§ Assignment:
Search term "interior": copy each line of the records that contains it.

§ Dataset entries:
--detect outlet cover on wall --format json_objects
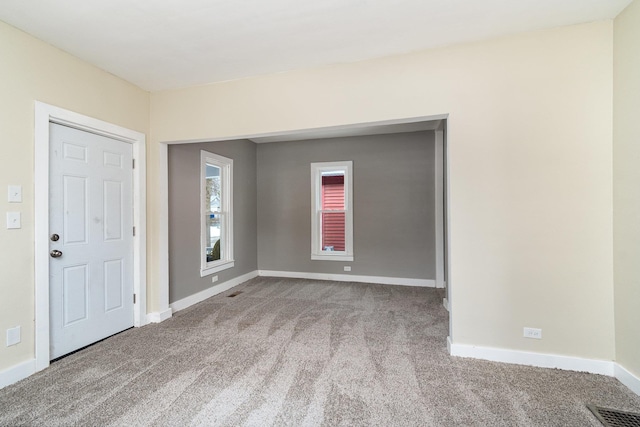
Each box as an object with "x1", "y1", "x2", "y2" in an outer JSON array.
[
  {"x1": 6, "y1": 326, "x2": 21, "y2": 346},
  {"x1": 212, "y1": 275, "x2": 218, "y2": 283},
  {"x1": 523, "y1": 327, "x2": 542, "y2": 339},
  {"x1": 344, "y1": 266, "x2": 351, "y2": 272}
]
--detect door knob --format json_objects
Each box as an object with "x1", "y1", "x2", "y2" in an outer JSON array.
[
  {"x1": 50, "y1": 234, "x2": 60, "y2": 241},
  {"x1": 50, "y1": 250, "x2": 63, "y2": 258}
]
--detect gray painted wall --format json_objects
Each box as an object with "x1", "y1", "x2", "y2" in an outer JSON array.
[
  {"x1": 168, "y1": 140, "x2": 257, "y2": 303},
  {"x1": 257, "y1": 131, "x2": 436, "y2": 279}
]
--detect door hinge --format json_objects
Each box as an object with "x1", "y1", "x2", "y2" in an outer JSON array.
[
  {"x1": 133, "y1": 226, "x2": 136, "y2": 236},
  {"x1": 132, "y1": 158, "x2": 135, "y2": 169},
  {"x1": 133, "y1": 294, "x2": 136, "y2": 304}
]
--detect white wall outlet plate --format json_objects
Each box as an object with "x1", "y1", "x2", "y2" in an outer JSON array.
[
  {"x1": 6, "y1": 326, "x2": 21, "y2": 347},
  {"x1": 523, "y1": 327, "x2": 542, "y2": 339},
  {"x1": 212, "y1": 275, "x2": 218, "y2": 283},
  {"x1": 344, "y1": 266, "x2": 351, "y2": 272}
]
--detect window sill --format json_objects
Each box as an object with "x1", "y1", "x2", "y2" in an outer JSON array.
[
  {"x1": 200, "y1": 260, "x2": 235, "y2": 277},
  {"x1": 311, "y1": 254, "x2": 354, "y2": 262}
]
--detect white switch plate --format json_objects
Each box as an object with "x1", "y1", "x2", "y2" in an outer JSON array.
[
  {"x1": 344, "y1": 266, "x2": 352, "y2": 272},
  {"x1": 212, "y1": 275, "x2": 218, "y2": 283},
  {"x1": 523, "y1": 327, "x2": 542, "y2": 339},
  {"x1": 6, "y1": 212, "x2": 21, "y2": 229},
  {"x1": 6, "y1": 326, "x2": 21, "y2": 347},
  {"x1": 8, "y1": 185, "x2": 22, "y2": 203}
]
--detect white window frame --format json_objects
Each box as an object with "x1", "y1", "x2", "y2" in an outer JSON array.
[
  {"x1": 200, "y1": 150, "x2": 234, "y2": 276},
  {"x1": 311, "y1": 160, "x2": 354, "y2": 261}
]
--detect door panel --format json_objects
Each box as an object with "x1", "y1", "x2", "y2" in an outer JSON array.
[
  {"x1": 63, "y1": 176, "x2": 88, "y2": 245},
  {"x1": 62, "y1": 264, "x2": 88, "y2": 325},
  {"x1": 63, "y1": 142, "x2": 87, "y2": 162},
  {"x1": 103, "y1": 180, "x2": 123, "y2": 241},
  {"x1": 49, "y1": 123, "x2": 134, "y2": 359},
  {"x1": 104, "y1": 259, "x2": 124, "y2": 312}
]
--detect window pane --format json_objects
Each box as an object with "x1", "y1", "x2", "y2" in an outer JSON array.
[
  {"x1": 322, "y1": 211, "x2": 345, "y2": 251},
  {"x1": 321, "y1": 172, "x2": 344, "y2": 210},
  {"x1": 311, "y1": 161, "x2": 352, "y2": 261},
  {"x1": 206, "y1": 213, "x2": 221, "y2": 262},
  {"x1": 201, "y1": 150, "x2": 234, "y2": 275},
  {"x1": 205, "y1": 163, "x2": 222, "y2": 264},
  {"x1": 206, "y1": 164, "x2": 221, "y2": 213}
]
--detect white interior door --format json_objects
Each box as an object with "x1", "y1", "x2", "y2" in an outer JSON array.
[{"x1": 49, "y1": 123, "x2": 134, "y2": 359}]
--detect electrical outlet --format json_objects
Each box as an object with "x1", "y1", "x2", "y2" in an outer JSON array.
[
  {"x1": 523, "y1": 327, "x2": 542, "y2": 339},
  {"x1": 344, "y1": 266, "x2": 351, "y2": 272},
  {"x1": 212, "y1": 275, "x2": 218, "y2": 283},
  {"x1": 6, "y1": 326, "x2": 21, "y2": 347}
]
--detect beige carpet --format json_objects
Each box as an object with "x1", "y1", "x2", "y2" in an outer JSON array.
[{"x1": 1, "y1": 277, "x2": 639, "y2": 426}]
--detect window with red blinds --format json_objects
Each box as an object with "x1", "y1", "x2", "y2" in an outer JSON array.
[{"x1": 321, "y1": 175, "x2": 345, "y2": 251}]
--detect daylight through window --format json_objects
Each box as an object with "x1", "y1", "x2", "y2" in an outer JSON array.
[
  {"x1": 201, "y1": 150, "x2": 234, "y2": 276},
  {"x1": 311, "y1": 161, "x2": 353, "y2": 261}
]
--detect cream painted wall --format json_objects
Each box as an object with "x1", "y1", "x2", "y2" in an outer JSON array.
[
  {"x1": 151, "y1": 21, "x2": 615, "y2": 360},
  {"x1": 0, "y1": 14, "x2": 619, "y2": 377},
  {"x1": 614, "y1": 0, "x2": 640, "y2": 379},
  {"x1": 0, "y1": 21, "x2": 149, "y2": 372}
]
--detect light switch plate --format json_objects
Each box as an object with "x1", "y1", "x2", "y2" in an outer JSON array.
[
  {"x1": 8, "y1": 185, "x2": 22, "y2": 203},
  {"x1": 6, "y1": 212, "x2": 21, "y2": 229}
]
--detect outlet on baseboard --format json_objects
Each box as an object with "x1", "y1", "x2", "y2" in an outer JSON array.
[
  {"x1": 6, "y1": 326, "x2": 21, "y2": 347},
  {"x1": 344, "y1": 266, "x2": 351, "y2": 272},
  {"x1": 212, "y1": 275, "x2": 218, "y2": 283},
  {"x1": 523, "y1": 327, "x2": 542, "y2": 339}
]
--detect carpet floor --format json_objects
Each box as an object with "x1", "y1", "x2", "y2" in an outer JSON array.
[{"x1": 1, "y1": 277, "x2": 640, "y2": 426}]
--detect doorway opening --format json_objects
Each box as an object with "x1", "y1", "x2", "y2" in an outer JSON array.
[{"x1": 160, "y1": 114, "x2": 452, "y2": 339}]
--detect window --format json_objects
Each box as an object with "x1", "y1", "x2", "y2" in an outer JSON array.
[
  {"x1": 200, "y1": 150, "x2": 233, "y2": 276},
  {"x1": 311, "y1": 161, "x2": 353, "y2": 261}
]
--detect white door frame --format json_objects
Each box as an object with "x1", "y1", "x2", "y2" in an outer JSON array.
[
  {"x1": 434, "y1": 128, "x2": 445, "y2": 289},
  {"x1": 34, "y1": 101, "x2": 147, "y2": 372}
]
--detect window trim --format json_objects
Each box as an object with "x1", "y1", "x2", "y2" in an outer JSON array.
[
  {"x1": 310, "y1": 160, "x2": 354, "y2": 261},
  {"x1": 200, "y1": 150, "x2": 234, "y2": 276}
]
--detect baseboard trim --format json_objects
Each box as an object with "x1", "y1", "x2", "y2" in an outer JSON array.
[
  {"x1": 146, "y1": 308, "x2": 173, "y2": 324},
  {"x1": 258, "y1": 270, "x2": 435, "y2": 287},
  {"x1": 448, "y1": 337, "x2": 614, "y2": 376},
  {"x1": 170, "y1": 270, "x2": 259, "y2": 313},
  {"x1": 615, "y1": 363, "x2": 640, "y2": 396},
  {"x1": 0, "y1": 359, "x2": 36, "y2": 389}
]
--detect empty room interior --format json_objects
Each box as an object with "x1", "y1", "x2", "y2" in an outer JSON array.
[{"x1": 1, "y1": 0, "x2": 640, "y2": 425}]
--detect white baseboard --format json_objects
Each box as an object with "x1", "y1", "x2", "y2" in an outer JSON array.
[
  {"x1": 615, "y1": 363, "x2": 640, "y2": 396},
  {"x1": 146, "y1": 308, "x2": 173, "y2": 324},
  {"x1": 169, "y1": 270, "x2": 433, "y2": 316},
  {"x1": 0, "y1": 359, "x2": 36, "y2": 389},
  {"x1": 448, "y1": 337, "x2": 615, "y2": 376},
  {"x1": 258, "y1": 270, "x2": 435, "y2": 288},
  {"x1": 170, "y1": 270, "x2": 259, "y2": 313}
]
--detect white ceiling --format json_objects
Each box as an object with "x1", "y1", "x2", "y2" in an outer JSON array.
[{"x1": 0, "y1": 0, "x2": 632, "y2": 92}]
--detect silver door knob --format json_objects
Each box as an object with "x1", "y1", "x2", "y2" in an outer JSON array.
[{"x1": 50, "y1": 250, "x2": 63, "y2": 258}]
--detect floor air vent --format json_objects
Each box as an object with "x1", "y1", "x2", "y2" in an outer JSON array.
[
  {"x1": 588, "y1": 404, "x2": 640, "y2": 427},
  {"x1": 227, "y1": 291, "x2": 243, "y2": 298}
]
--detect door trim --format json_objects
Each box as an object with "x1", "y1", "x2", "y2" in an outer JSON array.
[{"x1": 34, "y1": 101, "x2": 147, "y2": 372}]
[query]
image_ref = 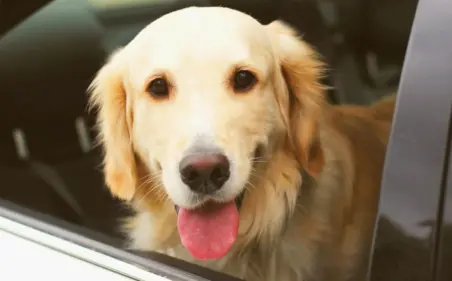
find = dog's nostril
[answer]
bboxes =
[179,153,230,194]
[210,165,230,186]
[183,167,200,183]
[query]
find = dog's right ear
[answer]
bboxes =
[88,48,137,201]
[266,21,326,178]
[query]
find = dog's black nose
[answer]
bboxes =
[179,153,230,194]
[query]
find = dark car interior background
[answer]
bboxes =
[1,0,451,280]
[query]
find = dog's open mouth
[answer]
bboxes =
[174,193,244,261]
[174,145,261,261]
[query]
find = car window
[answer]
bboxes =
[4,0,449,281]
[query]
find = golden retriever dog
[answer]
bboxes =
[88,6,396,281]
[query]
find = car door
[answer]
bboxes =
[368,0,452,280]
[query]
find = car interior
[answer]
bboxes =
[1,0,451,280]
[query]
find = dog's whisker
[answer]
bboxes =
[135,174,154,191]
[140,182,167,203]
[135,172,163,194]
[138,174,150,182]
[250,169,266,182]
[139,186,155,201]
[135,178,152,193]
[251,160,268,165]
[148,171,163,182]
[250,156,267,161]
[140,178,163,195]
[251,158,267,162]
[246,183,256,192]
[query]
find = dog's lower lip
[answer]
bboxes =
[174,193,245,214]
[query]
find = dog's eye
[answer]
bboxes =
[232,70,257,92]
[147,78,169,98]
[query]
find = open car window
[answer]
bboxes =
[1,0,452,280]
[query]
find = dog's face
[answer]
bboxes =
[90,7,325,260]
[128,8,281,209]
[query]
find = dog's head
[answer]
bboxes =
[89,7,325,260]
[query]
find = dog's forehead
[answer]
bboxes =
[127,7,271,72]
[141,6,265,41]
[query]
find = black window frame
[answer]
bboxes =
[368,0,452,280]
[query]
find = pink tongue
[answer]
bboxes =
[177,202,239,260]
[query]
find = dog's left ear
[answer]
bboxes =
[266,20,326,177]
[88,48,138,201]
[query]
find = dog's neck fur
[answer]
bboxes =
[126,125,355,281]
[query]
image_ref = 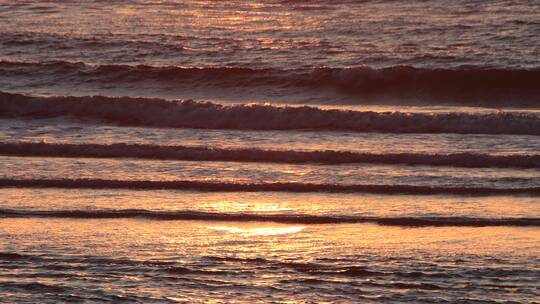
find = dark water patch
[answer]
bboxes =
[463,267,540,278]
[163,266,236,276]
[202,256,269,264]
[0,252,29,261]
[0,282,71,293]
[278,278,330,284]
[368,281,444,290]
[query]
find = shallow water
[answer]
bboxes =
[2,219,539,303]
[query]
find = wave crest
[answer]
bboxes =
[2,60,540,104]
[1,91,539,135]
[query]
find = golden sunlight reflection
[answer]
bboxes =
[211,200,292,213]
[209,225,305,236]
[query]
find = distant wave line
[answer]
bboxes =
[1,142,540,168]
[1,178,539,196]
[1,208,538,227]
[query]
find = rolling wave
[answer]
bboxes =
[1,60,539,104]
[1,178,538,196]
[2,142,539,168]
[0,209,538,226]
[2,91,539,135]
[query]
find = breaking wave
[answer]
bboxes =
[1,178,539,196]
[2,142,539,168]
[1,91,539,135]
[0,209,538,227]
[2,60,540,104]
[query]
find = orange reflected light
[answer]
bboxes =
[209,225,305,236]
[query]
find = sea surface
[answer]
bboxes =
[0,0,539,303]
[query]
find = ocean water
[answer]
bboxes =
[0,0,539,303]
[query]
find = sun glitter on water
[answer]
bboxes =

§ Written answer:
--detect white interior door --format json_objects
--detect empty room interior --format json_objects
find = dark car interior background
find = car interior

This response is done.